**TASK BRIEF**
Nothing in the listing below should change; retype it as is.

**DATASET EXTRACT**
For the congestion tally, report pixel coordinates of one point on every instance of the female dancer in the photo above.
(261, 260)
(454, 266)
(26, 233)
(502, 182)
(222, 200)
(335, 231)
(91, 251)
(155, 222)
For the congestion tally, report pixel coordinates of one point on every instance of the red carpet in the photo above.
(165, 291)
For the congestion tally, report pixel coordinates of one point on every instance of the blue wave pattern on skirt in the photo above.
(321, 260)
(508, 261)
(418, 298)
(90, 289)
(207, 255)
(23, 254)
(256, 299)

**RESPONSE AREA**
For the congestion tally, report pixel coordinates of one point on every instance of the female dancer in the photo above.
(261, 260)
(454, 266)
(26, 233)
(502, 182)
(222, 200)
(335, 231)
(91, 251)
(155, 222)
For the congestion tally, report pixel coordinates of one point on every instance of the red carpet in the photo above.
(165, 291)
For the congestion tally, report pixel coordinates of one point on every instance of the blue wave pattern on skirt in the photo above.
(321, 260)
(508, 261)
(418, 298)
(90, 289)
(207, 255)
(23, 254)
(256, 299)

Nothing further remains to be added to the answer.